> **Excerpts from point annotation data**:
....

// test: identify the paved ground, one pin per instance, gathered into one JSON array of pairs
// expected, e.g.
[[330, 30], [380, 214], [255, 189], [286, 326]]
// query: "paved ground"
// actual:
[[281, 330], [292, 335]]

....

> **EXERCISE OBJECTIVE**:
Render each line of the data above as a string in a JSON list, with one string per line and no entries for blank lines.

> **OUTPUT OF THE EXERCISE**:
[
  "// test: identify the paved ground, one pin per instance, gathered into one JSON array of pairs",
  "// expected, e.g.",
  "[[330, 30], [380, 214], [255, 189], [286, 326]]",
  "// query: \"paved ground\"",
  "// actual:",
  "[[281, 330], [292, 335]]"
]